--- BEGIN ITEMS ---

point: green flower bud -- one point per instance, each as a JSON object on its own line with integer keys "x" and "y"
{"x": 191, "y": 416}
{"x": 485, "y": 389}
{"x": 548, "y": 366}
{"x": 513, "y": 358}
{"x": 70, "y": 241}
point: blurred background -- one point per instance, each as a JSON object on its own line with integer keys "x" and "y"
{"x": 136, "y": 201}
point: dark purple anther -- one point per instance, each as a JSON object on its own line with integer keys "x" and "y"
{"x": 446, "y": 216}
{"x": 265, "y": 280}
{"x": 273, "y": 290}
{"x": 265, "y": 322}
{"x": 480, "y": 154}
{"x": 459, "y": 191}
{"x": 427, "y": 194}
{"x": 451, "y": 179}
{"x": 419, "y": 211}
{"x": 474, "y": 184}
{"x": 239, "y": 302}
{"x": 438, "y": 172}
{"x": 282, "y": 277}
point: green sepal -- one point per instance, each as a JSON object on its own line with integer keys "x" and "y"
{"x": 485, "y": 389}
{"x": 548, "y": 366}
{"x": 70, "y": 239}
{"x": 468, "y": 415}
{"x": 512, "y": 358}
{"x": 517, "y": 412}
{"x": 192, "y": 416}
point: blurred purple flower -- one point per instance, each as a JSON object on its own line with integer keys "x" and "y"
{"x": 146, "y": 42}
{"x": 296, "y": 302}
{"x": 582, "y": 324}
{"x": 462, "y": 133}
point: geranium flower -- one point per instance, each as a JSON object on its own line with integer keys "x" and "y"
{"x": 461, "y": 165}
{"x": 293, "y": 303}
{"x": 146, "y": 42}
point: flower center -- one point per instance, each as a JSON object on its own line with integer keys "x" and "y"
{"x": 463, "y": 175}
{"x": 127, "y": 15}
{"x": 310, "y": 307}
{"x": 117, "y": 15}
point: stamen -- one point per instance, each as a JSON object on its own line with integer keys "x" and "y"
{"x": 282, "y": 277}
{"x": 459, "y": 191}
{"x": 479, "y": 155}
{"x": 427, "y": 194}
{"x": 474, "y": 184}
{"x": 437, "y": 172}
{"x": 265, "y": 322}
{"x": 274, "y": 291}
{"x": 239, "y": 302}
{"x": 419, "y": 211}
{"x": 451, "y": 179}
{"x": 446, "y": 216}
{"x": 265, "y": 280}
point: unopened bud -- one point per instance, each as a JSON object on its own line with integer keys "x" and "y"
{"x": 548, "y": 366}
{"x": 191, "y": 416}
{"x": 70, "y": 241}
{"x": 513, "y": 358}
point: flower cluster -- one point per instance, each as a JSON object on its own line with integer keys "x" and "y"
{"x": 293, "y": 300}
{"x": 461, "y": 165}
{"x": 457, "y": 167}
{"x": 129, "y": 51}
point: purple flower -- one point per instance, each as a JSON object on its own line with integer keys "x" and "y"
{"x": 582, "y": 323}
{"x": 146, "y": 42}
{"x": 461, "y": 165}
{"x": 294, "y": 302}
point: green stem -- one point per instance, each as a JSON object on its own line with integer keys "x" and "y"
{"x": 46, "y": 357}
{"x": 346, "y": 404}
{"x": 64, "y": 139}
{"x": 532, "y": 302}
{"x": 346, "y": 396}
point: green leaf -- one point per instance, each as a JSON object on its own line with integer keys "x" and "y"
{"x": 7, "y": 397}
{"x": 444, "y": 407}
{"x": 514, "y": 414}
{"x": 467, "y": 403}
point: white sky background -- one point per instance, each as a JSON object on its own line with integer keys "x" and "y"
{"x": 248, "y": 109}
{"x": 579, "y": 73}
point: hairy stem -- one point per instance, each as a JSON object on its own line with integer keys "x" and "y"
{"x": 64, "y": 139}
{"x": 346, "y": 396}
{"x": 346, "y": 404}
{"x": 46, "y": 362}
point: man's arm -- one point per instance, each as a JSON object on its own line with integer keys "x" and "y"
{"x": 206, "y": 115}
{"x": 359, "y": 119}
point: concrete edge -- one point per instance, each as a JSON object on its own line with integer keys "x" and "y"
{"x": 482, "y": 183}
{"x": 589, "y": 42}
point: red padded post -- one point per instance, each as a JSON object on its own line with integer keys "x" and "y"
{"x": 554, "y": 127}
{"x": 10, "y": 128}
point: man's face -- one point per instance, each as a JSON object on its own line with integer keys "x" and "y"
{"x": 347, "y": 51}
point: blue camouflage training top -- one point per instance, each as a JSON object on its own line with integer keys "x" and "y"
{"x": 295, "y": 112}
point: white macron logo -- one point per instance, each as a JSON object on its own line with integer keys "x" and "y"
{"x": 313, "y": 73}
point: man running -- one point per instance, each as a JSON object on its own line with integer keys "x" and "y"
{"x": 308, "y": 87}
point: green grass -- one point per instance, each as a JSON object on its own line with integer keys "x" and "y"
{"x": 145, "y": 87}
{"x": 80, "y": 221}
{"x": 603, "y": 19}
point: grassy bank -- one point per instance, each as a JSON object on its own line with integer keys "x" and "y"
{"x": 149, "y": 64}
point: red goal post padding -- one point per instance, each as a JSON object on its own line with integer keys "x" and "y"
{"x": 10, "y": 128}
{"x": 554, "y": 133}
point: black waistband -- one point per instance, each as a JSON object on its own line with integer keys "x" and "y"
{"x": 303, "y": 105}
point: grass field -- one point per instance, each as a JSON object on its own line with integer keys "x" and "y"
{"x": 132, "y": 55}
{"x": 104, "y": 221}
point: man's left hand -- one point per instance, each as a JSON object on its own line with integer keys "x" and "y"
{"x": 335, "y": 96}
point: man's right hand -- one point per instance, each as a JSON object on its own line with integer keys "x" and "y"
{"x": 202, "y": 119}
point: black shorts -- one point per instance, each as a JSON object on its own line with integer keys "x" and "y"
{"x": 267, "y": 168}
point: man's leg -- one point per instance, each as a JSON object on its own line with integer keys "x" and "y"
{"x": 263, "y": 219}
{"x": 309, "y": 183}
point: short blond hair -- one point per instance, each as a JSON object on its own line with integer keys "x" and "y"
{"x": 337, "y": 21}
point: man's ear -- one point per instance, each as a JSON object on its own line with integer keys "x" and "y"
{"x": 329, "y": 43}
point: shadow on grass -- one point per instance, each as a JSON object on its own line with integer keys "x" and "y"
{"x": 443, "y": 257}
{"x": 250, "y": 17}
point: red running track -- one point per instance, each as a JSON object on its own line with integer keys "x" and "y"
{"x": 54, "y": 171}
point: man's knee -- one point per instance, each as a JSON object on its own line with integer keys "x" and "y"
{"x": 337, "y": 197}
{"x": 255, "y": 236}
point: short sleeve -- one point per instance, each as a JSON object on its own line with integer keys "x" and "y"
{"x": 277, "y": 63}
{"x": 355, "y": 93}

--- END ITEMS ---

SHORT TASK — Each line from the one containing "point: green grass" to the end of the listing above should be copied exactly, and nothing else.

WORKED ANSWER —
point: green grass -- one point per instance, each as a JSON object on its own line with integer keys "x" and "y"
{"x": 145, "y": 87}
{"x": 80, "y": 221}
{"x": 603, "y": 19}
point: grassy bank -- one point per instance, each as a JSON object on its own line with integer keys "x" and "y"
{"x": 149, "y": 64}
point: red goal post padding -- one point per instance, each as a JSON object on its own line with integer keys "x" and "y"
{"x": 10, "y": 128}
{"x": 554, "y": 133}
point: black waistband -- one point per instance, each as a JSON object on its own line with integer keys "x" and "y"
{"x": 303, "y": 105}
point: grass field -- one point per instance, each as a JSON object on its own line with integer keys "x" and "y"
{"x": 132, "y": 55}
{"x": 104, "y": 221}
point: man's left hand -- one point per instance, each as a JSON object on its own line with integer keys "x" and "y"
{"x": 335, "y": 96}
point: man's right hand -- one point per instance, each as a JSON object on its own line with integer keys "x" and "y"
{"x": 202, "y": 119}
point: black shorts -- one point per instance, each as a JSON object on its own line with integer keys "x" and "y"
{"x": 267, "y": 168}
point: man's leg -- one point per instance, each as a JSON object on its own line with integer keys "x" and "y"
{"x": 263, "y": 219}
{"x": 309, "y": 183}
point: short blond hair -- one point per instance, each as a JSON object on its own line with integer keys "x" and "y"
{"x": 337, "y": 21}
point: man's ear -- one point per instance, each as a JSON object on its own line with integer keys "x" and "y"
{"x": 329, "y": 43}
point: shadow on grass -- one point per instance, each as a JSON object on its own line with integer keys "x" and "y"
{"x": 443, "y": 257}
{"x": 250, "y": 17}
point: red running track -- one point per instance, each as a JSON object on its own line with integer keys "x" and "y"
{"x": 54, "y": 171}
point: man's knee -- one point per instance, each as a JSON object on its own line with integer keys "x" and "y"
{"x": 337, "y": 197}
{"x": 255, "y": 236}
point: short sleeve -- one point per instance, each as a JSON object on its own line with integer keys "x" and "y"
{"x": 277, "y": 63}
{"x": 355, "y": 93}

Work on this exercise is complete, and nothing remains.